*TASK DIRECTIONS*:
Write the material out again exactly as it stands.

* START INFORMATION GIVEN *

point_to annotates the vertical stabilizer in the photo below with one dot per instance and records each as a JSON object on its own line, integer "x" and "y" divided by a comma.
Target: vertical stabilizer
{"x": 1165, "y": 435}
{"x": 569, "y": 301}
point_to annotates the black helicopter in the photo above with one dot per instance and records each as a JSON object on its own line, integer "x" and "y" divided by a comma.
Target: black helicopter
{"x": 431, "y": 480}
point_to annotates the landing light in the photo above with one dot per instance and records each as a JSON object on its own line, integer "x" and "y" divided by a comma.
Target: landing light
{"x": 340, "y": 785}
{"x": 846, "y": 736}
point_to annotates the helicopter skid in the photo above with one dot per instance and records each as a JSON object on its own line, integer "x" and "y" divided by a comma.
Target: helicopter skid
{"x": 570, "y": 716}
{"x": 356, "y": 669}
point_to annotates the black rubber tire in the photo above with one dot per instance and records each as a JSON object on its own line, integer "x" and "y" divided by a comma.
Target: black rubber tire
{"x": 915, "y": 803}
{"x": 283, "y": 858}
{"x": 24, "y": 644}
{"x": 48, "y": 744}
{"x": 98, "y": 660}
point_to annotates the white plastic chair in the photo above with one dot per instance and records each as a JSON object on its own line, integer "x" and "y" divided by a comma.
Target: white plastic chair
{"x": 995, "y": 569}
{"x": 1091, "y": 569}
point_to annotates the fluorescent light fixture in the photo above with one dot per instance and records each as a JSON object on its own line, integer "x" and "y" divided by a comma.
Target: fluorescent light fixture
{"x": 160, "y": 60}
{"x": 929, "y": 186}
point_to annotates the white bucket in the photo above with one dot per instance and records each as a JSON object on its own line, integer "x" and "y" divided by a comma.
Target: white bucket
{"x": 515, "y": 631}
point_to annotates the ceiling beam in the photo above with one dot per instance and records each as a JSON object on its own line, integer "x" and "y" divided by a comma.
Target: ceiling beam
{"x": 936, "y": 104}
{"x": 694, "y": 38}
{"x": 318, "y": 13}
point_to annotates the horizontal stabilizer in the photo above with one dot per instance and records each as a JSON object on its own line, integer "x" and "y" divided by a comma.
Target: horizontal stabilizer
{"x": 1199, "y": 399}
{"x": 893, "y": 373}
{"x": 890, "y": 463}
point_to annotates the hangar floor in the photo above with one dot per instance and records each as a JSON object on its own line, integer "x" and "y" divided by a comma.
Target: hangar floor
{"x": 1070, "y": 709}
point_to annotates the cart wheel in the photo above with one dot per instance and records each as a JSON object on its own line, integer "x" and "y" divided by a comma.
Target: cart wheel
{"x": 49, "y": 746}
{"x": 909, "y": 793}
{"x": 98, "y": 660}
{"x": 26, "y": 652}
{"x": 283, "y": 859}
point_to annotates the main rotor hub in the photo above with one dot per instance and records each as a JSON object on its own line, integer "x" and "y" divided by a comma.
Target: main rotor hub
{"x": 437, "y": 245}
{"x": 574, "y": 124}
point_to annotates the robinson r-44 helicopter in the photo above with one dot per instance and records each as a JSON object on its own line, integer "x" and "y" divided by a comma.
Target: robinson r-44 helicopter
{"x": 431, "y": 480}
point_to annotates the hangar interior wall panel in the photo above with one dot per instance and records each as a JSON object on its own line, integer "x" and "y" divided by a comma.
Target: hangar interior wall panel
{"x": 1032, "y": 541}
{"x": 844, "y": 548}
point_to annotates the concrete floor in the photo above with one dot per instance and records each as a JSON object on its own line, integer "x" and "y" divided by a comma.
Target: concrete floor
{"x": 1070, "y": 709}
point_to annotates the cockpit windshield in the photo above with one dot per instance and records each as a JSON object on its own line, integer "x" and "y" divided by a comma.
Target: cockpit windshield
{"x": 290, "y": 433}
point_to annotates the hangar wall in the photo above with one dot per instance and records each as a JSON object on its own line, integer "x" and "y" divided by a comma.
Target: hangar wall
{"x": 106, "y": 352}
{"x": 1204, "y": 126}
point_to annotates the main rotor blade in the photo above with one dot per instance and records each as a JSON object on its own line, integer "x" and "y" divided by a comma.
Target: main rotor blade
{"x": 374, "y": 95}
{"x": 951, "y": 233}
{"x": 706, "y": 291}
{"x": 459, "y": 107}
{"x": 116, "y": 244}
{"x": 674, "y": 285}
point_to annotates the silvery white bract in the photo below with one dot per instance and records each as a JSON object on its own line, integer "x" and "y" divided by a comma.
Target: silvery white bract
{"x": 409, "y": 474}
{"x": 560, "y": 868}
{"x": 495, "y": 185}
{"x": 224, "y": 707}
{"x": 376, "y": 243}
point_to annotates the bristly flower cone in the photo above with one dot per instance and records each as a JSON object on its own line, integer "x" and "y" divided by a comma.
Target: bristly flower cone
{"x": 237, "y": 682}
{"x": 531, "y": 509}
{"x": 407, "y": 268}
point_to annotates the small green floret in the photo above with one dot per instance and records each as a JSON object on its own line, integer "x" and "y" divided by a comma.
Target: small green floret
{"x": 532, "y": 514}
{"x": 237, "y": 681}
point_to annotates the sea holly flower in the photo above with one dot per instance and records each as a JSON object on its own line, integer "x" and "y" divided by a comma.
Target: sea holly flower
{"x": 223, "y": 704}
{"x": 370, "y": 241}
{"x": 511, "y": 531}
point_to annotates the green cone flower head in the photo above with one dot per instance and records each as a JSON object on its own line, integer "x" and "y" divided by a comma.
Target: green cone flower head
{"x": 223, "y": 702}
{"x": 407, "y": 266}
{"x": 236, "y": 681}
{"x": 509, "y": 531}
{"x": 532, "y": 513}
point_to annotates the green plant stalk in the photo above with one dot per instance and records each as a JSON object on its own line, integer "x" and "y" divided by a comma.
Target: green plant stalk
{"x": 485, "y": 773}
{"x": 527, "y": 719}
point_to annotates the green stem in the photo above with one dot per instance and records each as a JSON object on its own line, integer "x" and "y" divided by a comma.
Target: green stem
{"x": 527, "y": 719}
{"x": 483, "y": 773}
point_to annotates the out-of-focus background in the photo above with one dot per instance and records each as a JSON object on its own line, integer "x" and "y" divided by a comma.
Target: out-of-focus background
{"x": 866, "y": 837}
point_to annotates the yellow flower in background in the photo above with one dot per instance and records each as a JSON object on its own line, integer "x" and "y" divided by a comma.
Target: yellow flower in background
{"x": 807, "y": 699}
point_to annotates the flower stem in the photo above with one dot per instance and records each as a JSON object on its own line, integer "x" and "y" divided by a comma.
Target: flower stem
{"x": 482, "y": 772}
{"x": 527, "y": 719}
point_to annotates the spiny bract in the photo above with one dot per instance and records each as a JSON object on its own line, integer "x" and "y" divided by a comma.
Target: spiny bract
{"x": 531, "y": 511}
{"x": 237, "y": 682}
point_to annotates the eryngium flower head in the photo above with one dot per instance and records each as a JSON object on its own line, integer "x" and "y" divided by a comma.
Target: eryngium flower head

* END INFORMATION GIVEN *

*WRITTEN REPLY*:
point_to annotates the vertical stabilizer in the photo below with one dot per instance and records each as a JSON object on its own line, integer "x" and "y" divided by a comma.
Target: vertical stabilizer
{"x": 1165, "y": 435}
{"x": 569, "y": 301}
point_to annotates the black helicopter in the photo above with one dot per instance and records each as a JSON object on its own line, integer "x" and "y" divided by a comma.
Target: black helicopter
{"x": 431, "y": 480}
point_to annotates the landing light in the photo above with one dot per instance and records each as a JSON object on its own line, integer "x" and "y" divided by a comma.
Target: landing light
{"x": 340, "y": 785}
{"x": 846, "y": 736}
point_to annotates the helicopter skid in the photo above with one dot per instance and records each as a JSON object on its own line, integer "x" and "y" divided by a comma.
Target: helicopter skid
{"x": 570, "y": 716}
{"x": 356, "y": 669}
point_to annotates the black rubber tire in the photo above with one dot per instance and records each as a JSON object on its own line, integer "x" and "y" divided by a comma.
Target: black rubber tire
{"x": 915, "y": 803}
{"x": 283, "y": 858}
{"x": 24, "y": 644}
{"x": 48, "y": 744}
{"x": 98, "y": 660}
point_to annotates the white plastic chair in the photo above with one dot per instance and records each as a JSON object on its own line, integer "x" and "y" divided by a comma.
Target: white plastic chair
{"x": 995, "y": 569}
{"x": 1091, "y": 569}
point_to annotates the fluorescent light fixture in the photo above with one dot per instance and records each as a JSON object on its own line, integer "x" and "y" divided by a comma.
Target: fluorescent light fixture
{"x": 160, "y": 60}
{"x": 929, "y": 186}
point_to annotates the white bucket in the photo above with one dot per instance and records each as a JSON object on its own line, integer "x" and "y" divided by a comma.
Target: white bucket
{"x": 515, "y": 631}
point_to annotates the ceiling beam in the photo above with one dot per instance and records each as a JSON object on its own line, integer "x" and "y" divided by a comma.
Target: ceiling beam
{"x": 936, "y": 104}
{"x": 694, "y": 38}
{"x": 318, "y": 13}
point_to annotates the horizontal stabilizer in the photo above with one dot per instance and records each as a JSON object on its own line, integer "x" and "y" divided by a comma.
Target: horizontal stabilizer
{"x": 1199, "y": 399}
{"x": 893, "y": 373}
{"x": 890, "y": 463}
point_to annotates the hangar floor in the photo above with one dot per instance and records each as a JSON object on its own line, integer "x" and "y" divided by a comma.
Target: hangar floor
{"x": 1070, "y": 709}
point_to annotates the cart wheel in the photo above with one dot per instance and records each as a JSON object on its own line, integer "x" and "y" divided by a comma.
Target: cart wheel
{"x": 49, "y": 746}
{"x": 909, "y": 793}
{"x": 98, "y": 660}
{"x": 26, "y": 652}
{"x": 283, "y": 859}
point_to annotates the main rotor hub in the photo above with one dot per instance and records each as a JSON object on its own line, integer "x" and "y" divided by a comma.
Target: main rotor hub
{"x": 437, "y": 245}
{"x": 574, "y": 124}
point_to annotates the robinson r-44 helicopter in the photo above with one dot per instance and records each as a JSON object on its own line, integer "x" and "y" divided by a comma.
Target: robinson r-44 helicopter
{"x": 431, "y": 480}
point_to annotates the hangar interior wall panel in the photo above with one dot per instance and records each as a JSON object on its own line, integer "x" and "y" divided by a comma.
Target: hangar interior wall panel
{"x": 1032, "y": 541}
{"x": 844, "y": 548}
point_to annotates the concrete floor in the photo above with one dot per instance and records each as a JSON object on its own line, integer "x" and "y" divided by a comma.
Target: concrete floor
{"x": 1070, "y": 709}
point_to annotates the cockpit windshield in the photo above with one dot per instance and records each as a JSON object on its own line, integer "x" and "y" divided by a comma.
Target: cockpit windshield
{"x": 290, "y": 433}
point_to annotates the hangar wall in the photo above with one dot per instance and records each as a JSON object on its own line, integer "x" and "y" divided by a comma.
Target: hangar wall
{"x": 106, "y": 352}
{"x": 1204, "y": 126}
point_to annotates the main rotor blade in the photo above with one dot per instance and records each as a JSON object on its own line, integer "x" and "y" divided by a comma.
Target: main rotor blade
{"x": 374, "y": 95}
{"x": 951, "y": 233}
{"x": 706, "y": 291}
{"x": 459, "y": 107}
{"x": 116, "y": 244}
{"x": 674, "y": 285}
point_to annotates the silvery white bract in the photo below with one dot per instance and records each as a JSON object on its own line, integer "x" and "y" divided by a comma.
Target: silvery white bract
{"x": 409, "y": 474}
{"x": 560, "y": 868}
{"x": 495, "y": 185}
{"x": 224, "y": 707}
{"x": 376, "y": 243}
point_to annotates the bristly flower cone in the photo above with one dot per instance and records each as a JSON object on its own line, integer "x" and "y" divided by a comma.
Target: bristly flower cone
{"x": 237, "y": 682}
{"x": 531, "y": 509}
{"x": 407, "y": 268}
point_to annotates the small green floret in the photo above with one dot per instance and records each as a JSON object on its own line, integer "x" and "y" divided by a comma.
Target: small green floret
{"x": 532, "y": 514}
{"x": 237, "y": 681}
point_to annotates the sea holly flower in the photo above with one dot per instance and records each as a JSON object on its own line, integer "x" and "y" divided by a comma.
Target: sea holly flower
{"x": 223, "y": 704}
{"x": 370, "y": 241}
{"x": 511, "y": 531}
point_to annotates the green cone flower head in the photo above with one dot per instance and records each as a JSON object on its own line, integer "x" and "y" divided by a comma.
Target: green cone flower head
{"x": 223, "y": 702}
{"x": 407, "y": 266}
{"x": 236, "y": 681}
{"x": 509, "y": 531}
{"x": 532, "y": 513}
point_to annotates the green plant stalk in the photo above with one dot per instance and records each as a JSON object on its own line, integer "x" and "y" divided by a comma.
Target: green plant stalk
{"x": 485, "y": 773}
{"x": 527, "y": 719}
point_to annotates the green stem in the photo above with one dot per instance and records each as a JSON object on its own line, integer "x" and "y" divided by a comma.
Target: green stem
{"x": 527, "y": 719}
{"x": 483, "y": 773}
point_to annotates the out-of-focus background in the photo above with one dot per instance and records each as a JSON object on its own line, integer "x" and "y" divided by a comma.
Target: out-of-focus background
{"x": 866, "y": 837}
point_to annotates the yellow flower in background in the photo above with one dot per instance and records each as a JSON object on its own line, integer "x" and "y" divided by a comma.
Target: yellow flower in background
{"x": 807, "y": 699}
point_to annotates the flower stem in the photo above with one dot per instance and records each as a JSON object on its own line, integer "x" and "y" divided by a comma.
Target: flower stem
{"x": 482, "y": 772}
{"x": 527, "y": 719}
point_to annotates the spiny bract in the photo above with one dot per instance and records each as a JSON object on its own line, integer "x" and "y" divided by a comma.
Target: spiny bract
{"x": 531, "y": 511}
{"x": 237, "y": 682}
point_to annotates the eryngium flower head in the photo above with one dot per instance and records each as a JSON object on its own line, integer "x" and "y" divided by a comma.
Target: eryngium flower head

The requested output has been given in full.